* START STORED RECORDS *
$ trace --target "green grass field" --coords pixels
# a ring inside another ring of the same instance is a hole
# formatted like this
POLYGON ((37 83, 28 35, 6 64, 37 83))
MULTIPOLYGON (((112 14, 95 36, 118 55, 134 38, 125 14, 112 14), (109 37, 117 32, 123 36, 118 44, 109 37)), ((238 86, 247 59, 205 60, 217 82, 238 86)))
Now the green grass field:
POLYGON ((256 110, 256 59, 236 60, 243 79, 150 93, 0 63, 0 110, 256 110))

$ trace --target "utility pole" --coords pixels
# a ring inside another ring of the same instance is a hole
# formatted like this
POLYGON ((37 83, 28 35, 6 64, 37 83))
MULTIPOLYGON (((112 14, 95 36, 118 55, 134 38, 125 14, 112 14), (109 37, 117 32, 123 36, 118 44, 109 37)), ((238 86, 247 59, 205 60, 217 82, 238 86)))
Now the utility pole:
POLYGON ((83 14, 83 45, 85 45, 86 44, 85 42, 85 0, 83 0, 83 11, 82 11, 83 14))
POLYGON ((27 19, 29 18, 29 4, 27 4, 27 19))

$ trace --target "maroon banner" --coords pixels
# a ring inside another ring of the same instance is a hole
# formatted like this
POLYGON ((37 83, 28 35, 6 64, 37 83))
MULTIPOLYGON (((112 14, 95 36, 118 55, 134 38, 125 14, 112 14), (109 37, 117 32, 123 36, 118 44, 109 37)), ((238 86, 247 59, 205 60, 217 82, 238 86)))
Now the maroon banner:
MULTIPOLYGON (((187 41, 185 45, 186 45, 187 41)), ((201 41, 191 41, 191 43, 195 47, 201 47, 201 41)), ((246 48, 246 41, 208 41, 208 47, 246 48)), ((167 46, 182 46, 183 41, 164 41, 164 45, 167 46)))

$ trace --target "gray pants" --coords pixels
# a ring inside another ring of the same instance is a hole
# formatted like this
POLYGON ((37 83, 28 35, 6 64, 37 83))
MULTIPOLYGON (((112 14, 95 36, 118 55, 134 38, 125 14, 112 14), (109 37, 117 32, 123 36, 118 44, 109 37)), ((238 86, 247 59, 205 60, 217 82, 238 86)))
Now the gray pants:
* END STORED RECORDS *
* [TASK OBJECTIVE]: State how many lines of the listing above contain the string "field", counting only matches with the same capitalization. Reply with the number alone.

* [WRITTEN SOLUTION]: 2